[Source data]
----
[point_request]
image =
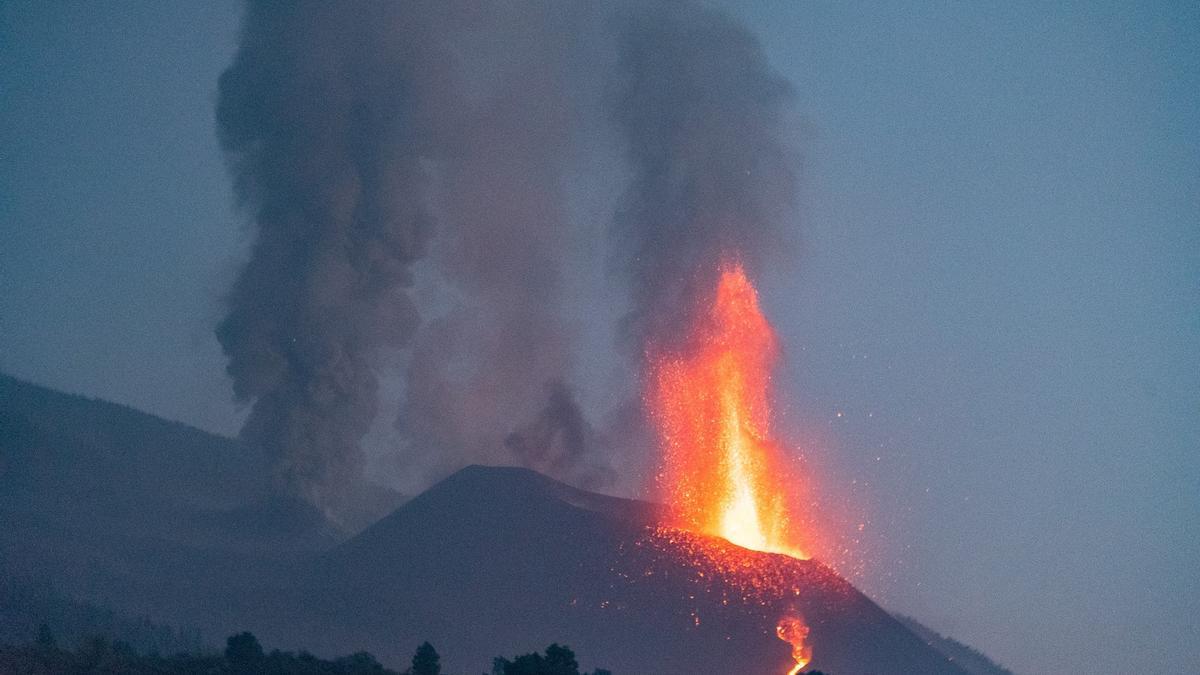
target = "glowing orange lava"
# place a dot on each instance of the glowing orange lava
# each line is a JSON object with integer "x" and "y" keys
{"x": 795, "y": 632}
{"x": 723, "y": 473}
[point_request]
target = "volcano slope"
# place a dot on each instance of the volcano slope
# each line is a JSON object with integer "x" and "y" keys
{"x": 498, "y": 561}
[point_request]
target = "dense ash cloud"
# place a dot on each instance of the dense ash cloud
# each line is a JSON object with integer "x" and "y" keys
{"x": 327, "y": 118}
{"x": 489, "y": 364}
{"x": 351, "y": 131}
{"x": 383, "y": 143}
{"x": 701, "y": 114}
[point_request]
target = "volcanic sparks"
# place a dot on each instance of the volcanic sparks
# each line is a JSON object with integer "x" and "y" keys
{"x": 723, "y": 473}
{"x": 795, "y": 632}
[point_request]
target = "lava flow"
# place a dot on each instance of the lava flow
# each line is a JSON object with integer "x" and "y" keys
{"x": 721, "y": 472}
{"x": 795, "y": 632}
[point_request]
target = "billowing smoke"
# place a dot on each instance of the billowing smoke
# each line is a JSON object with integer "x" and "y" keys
{"x": 491, "y": 362}
{"x": 701, "y": 115}
{"x": 328, "y": 117}
{"x": 385, "y": 143}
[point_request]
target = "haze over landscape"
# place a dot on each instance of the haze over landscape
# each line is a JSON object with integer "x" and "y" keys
{"x": 985, "y": 285}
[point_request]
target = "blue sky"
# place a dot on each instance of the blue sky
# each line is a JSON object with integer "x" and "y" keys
{"x": 996, "y": 282}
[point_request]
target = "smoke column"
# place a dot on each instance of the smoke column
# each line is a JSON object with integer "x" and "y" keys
{"x": 349, "y": 132}
{"x": 700, "y": 112}
{"x": 327, "y": 117}
{"x": 504, "y": 352}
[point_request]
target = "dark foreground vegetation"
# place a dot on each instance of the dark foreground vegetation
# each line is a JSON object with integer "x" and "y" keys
{"x": 245, "y": 656}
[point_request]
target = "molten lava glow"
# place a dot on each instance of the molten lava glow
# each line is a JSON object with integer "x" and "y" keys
{"x": 795, "y": 632}
{"x": 723, "y": 473}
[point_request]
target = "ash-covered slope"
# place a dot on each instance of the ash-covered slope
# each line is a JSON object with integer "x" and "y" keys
{"x": 496, "y": 561}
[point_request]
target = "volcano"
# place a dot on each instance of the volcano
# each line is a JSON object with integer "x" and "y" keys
{"x": 496, "y": 560}
{"x": 490, "y": 561}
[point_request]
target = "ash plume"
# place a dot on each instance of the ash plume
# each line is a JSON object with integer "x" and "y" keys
{"x": 487, "y": 364}
{"x": 327, "y": 118}
{"x": 700, "y": 112}
{"x": 349, "y": 132}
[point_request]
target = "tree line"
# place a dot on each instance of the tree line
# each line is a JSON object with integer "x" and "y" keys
{"x": 244, "y": 655}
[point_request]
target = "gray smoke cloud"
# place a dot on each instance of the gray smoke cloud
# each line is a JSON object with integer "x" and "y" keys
{"x": 327, "y": 118}
{"x": 701, "y": 114}
{"x": 377, "y": 143}
{"x": 492, "y": 362}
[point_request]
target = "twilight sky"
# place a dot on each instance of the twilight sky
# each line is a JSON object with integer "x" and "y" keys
{"x": 991, "y": 317}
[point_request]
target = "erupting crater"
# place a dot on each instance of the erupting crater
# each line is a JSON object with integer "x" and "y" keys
{"x": 723, "y": 473}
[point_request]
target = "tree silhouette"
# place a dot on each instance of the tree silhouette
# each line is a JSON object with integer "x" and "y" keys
{"x": 426, "y": 661}
{"x": 244, "y": 652}
{"x": 559, "y": 659}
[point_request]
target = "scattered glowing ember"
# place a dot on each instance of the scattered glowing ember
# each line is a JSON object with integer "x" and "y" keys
{"x": 723, "y": 473}
{"x": 795, "y": 632}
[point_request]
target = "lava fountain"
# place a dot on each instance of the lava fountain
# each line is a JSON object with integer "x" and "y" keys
{"x": 721, "y": 471}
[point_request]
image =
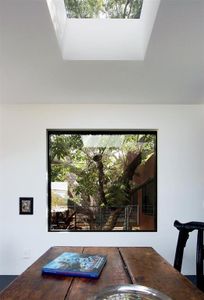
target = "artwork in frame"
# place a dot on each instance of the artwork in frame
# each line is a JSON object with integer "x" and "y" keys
{"x": 102, "y": 180}
{"x": 25, "y": 206}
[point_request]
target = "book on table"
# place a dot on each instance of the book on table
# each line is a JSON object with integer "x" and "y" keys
{"x": 76, "y": 264}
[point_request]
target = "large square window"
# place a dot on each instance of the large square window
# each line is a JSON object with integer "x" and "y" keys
{"x": 102, "y": 180}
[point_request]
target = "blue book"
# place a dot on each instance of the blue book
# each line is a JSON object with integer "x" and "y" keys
{"x": 76, "y": 264}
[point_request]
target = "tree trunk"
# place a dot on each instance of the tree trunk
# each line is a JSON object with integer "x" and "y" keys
{"x": 112, "y": 219}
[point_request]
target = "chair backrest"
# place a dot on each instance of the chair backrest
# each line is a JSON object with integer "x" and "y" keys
{"x": 184, "y": 229}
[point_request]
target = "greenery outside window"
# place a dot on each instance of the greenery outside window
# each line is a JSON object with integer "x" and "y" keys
{"x": 94, "y": 175}
{"x": 117, "y": 9}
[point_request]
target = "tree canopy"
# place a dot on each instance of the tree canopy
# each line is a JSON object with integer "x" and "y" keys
{"x": 120, "y": 9}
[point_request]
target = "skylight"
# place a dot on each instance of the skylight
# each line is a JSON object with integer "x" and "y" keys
{"x": 103, "y": 9}
{"x": 103, "y": 37}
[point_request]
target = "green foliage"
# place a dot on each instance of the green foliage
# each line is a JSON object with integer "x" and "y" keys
{"x": 123, "y": 9}
{"x": 57, "y": 200}
{"x": 72, "y": 162}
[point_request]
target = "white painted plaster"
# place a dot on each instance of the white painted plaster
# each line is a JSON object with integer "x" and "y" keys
{"x": 23, "y": 172}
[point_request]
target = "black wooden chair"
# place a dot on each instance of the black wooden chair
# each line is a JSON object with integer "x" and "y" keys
{"x": 184, "y": 229}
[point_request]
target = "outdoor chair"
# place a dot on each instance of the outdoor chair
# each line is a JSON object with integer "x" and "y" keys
{"x": 184, "y": 230}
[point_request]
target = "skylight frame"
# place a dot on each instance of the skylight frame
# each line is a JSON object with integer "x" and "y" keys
{"x": 103, "y": 39}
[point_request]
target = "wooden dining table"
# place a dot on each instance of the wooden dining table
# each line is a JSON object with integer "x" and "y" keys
{"x": 125, "y": 265}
----
Task to complete » For the records above, give the number of lines containing the string "sparks" and no other words.

Answer for this exercise » 2